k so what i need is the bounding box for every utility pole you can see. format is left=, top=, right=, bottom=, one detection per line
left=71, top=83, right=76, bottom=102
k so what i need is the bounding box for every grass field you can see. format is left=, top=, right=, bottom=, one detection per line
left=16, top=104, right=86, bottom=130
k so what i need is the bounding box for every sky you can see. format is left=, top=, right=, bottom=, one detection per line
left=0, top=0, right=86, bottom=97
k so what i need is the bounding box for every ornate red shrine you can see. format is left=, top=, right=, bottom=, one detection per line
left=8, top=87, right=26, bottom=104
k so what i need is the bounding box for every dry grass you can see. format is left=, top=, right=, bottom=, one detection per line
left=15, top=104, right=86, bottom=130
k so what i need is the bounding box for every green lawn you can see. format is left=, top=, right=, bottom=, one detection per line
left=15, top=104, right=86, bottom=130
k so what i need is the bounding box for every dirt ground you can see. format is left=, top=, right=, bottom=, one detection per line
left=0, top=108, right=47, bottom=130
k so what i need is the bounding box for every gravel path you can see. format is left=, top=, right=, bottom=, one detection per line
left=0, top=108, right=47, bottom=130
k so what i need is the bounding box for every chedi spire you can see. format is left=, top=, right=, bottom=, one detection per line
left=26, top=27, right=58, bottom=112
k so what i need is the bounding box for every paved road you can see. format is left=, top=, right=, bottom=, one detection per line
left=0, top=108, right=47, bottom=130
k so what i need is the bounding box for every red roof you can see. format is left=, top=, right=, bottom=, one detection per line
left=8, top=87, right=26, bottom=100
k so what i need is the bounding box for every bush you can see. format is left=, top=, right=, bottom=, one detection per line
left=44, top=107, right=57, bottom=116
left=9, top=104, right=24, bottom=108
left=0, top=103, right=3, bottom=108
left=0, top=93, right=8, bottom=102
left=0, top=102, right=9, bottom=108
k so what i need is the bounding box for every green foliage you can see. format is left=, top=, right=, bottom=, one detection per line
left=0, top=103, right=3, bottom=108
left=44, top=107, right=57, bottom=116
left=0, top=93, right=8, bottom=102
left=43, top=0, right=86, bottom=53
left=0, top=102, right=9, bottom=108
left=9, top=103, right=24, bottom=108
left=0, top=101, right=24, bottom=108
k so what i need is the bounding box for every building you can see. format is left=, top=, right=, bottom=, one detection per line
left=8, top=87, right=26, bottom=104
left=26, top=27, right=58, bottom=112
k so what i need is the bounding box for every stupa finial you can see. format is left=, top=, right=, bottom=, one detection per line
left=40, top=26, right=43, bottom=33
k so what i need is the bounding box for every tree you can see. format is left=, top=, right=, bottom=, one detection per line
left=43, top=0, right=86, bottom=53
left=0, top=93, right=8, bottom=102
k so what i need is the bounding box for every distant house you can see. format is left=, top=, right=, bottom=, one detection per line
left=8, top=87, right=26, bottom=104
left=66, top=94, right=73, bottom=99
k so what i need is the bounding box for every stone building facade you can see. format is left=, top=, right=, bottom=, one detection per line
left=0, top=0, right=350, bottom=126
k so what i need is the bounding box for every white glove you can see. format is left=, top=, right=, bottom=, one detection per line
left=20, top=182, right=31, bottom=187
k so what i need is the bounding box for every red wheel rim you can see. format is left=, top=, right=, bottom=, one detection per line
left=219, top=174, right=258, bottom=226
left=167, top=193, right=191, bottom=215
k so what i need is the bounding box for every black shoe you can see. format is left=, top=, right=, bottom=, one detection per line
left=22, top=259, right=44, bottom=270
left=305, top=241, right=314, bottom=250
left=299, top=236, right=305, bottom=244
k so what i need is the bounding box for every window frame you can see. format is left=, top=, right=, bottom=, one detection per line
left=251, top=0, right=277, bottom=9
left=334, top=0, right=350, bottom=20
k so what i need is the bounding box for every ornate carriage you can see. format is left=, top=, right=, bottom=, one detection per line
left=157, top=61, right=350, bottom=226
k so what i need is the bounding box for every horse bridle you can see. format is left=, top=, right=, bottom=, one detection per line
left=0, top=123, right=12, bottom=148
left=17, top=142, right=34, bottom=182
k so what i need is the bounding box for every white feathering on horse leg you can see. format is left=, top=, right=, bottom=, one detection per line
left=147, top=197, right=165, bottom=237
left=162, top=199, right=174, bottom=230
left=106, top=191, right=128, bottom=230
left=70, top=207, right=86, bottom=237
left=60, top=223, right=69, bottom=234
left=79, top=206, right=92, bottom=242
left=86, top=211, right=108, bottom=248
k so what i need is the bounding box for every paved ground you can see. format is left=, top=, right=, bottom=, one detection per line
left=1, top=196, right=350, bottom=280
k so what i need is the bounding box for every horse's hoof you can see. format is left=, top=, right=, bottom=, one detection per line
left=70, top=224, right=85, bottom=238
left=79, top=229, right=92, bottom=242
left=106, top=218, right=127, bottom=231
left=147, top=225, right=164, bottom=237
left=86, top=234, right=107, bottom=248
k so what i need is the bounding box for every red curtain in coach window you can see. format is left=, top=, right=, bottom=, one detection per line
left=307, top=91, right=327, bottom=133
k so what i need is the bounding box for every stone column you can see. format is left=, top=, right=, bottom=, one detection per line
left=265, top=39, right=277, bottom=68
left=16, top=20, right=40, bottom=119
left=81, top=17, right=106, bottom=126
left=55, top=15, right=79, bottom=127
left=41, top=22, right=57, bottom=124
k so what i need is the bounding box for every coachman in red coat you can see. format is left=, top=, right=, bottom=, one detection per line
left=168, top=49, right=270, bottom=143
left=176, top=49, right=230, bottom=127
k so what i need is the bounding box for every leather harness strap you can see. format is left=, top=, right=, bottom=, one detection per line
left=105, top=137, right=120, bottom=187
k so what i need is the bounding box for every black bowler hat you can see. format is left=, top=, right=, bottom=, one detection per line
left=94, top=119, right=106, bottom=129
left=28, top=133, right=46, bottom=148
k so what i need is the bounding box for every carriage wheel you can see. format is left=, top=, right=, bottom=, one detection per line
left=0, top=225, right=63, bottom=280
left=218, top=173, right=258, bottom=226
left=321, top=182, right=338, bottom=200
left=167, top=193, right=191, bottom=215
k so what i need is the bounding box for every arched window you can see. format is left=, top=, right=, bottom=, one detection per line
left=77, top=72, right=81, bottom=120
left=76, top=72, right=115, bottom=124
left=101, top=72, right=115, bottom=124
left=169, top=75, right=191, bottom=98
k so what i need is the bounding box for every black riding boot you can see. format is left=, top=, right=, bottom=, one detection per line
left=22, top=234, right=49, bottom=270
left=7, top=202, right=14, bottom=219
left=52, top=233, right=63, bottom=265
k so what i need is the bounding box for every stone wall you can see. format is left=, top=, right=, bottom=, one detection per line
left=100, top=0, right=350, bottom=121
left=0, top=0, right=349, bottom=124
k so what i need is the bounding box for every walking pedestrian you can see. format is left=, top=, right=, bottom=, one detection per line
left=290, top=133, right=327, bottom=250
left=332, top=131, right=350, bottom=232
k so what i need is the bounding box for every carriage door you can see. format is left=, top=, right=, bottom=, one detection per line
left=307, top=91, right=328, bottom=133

★ ★ ★

* _Work instructions_:
Retype the entries precisely as they stand.

* _Answer space_:
k so what i need is the bounding box for every utility pole you can see. format is left=, top=, right=, bottom=, one detection per line
left=71, top=83, right=76, bottom=102
k so what i need is the bounding box for every grass field you can see. format is left=, top=, right=, bottom=, one detection per line
left=16, top=104, right=86, bottom=130
k so what i need is the bounding box for every sky you can see. format is left=, top=, right=, bottom=, one detection per line
left=0, top=0, right=86, bottom=97
k so what i need is the bounding box for every ornate red shrine you can see. format is left=, top=, right=, bottom=, one detection per line
left=8, top=87, right=26, bottom=104
k so what i need is the bounding box for every dry grass you can see. format is left=, top=, right=, bottom=, one detection per line
left=15, top=104, right=86, bottom=130
k so what i need is the bounding box for every green lawn you can see. format is left=, top=, right=, bottom=, one detection per line
left=15, top=104, right=86, bottom=130
k so what i need is the bounding box for every dirt ground you can see. format is left=, top=, right=, bottom=, one detection per line
left=0, top=108, right=47, bottom=130
k so what i need is the bounding box for every gravel path you can see. format is left=, top=, right=, bottom=, one detection per line
left=0, top=108, right=47, bottom=130
k so what i need is the bounding box for every chedi spire you can see. format is left=, top=, right=, bottom=, one detection per line
left=26, top=27, right=58, bottom=112
k so what i need is the bounding box for every paved road you can see. format is left=, top=, right=, bottom=, one detection per line
left=0, top=108, right=47, bottom=130
k so what i need is the bounding box for every red roof you can see. format is left=, top=, right=, bottom=, one detection per line
left=8, top=87, right=26, bottom=100
k so what i need is the bounding box for every bush you can see. format is left=, top=, right=, bottom=, one detection per line
left=44, top=107, right=57, bottom=116
left=9, top=104, right=24, bottom=108
left=0, top=103, right=3, bottom=108
left=0, top=93, right=8, bottom=102
left=0, top=102, right=9, bottom=108
k so what i need is the bounding box for every green foliage you can see. format is left=, top=, right=, bottom=, one detection per line
left=0, top=103, right=3, bottom=108
left=44, top=107, right=57, bottom=116
left=0, top=93, right=8, bottom=102
left=43, top=0, right=86, bottom=53
left=0, top=102, right=9, bottom=108
left=9, top=103, right=24, bottom=108
left=0, top=101, right=24, bottom=108
k so what i need is the bounding box for every building you can see. format is left=, top=, right=, bottom=, one detection per line
left=8, top=87, right=26, bottom=104
left=26, top=27, right=58, bottom=112
k so what i need is the bounding box for every stupa finial you can see. format is left=, top=, right=, bottom=, one detection per line
left=40, top=26, right=43, bottom=33
k so what i need is the bounding box for every tree you can see. format is left=, top=, right=, bottom=, one detection per line
left=43, top=0, right=86, bottom=53
left=0, top=93, right=8, bottom=102
k so what i need is the bounding box for every distant house you can see. format is left=, top=, right=, bottom=, one detection per line
left=8, top=87, right=26, bottom=104
left=66, top=94, right=73, bottom=99
k so what i need is the bounding box for every stone building facade you can see. format is left=, top=, right=, bottom=, one detection per line
left=0, top=0, right=350, bottom=126
k so what i need is the bounding box for every white glove you can see. format is left=, top=, right=, bottom=, one detection per line
left=20, top=182, right=31, bottom=187
k so what i need is the bounding box for every red wheel rim you can see. format is left=, top=, right=, bottom=, one detection per line
left=219, top=174, right=258, bottom=226
left=167, top=193, right=191, bottom=215
k so what i need is the bounding box for every black shoe you can see. format is left=, top=, right=, bottom=, one detection per line
left=22, top=259, right=44, bottom=270
left=305, top=241, right=314, bottom=250
left=299, top=236, right=305, bottom=244
k so what i need is the bounding box for every window frame you can see. format is left=, top=, right=, bottom=, one detection per line
left=251, top=0, right=277, bottom=9
left=334, top=0, right=350, bottom=20
k so what i need is the bounding box for every ornate carriage you can see. format is left=, top=, right=, bottom=, one detection per line
left=157, top=61, right=350, bottom=226
k so what i need is the bounding box for every horse bridle you can see. format is left=, top=, right=, bottom=, one detection per line
left=0, top=123, right=12, bottom=148
left=17, top=142, right=34, bottom=182
k so what i need is the bounding box for every white feathering on horse leg you can see. format is left=, top=, right=, bottom=, one detection per line
left=147, top=197, right=165, bottom=237
left=162, top=199, right=174, bottom=230
left=106, top=191, right=128, bottom=230
left=70, top=207, right=86, bottom=237
left=60, top=223, right=69, bottom=234
left=79, top=206, right=92, bottom=242
left=86, top=211, right=108, bottom=248
k so what i need is the bounding box for every paved ground you can see. format is left=, top=, right=, bottom=, one detection per line
left=1, top=196, right=350, bottom=280
k so what i need is the bounding box for every horse's hoof you can see. format is left=, top=, right=, bottom=, one detection per line
left=70, top=224, right=85, bottom=238
left=79, top=229, right=92, bottom=242
left=106, top=218, right=127, bottom=231
left=147, top=225, right=164, bottom=237
left=86, top=234, right=107, bottom=248
k so what i need is the bounding box for every red curtain in coach window you can see. format is left=, top=, right=, bottom=, one detection per line
left=307, top=91, right=327, bottom=133
k so what i need is the bounding box for every stone column you can see. format is left=, top=, right=, bottom=, one detection per line
left=265, top=39, right=277, bottom=68
left=16, top=20, right=40, bottom=119
left=81, top=17, right=106, bottom=126
left=55, top=15, right=79, bottom=127
left=41, top=22, right=57, bottom=124
k so what i need is the bounding box for every coachman in red coat you can see. format is left=, top=, right=, bottom=, one detection per line
left=168, top=49, right=270, bottom=143
left=176, top=49, right=230, bottom=127
k so what i need is the bounding box for every leather harness strap you can see. format is left=, top=, right=, bottom=, one detection per line
left=105, top=137, right=120, bottom=187
k so what i need is the bounding box for every black bowler hat you can see. format is left=, top=, right=, bottom=, one detection per line
left=94, top=119, right=106, bottom=129
left=28, top=133, right=46, bottom=148
k so what i need is the bounding box for every carriage wheel you can see. format is left=, top=, right=, bottom=, one detection per line
left=0, top=225, right=63, bottom=280
left=218, top=173, right=258, bottom=226
left=321, top=182, right=338, bottom=200
left=167, top=193, right=191, bottom=215
k so what i need is the bounding box for every arched window you can see. format is left=, top=, right=, bottom=, one detection per line
left=77, top=72, right=81, bottom=120
left=76, top=72, right=115, bottom=124
left=101, top=72, right=115, bottom=124
left=169, top=75, right=191, bottom=98
k so what i need is the bounding box for every black riding boot you can see. format is left=, top=, right=, bottom=, one detection per line
left=22, top=234, right=49, bottom=270
left=7, top=202, right=14, bottom=219
left=52, top=233, right=63, bottom=265
k so what i need is the bounding box for every stone wall you can see. format is left=, top=, right=, bottom=, one detection per line
left=100, top=0, right=350, bottom=121
left=0, top=0, right=349, bottom=124
k so what i need is the bounding box for every walking pedestrian you can see. format is left=, top=, right=, bottom=, one detection per line
left=290, top=133, right=327, bottom=250
left=332, top=131, right=350, bottom=232
k so what i need is the bounding box for every carriage door you can see. format is left=, top=, right=, bottom=, one detection per line
left=307, top=91, right=328, bottom=133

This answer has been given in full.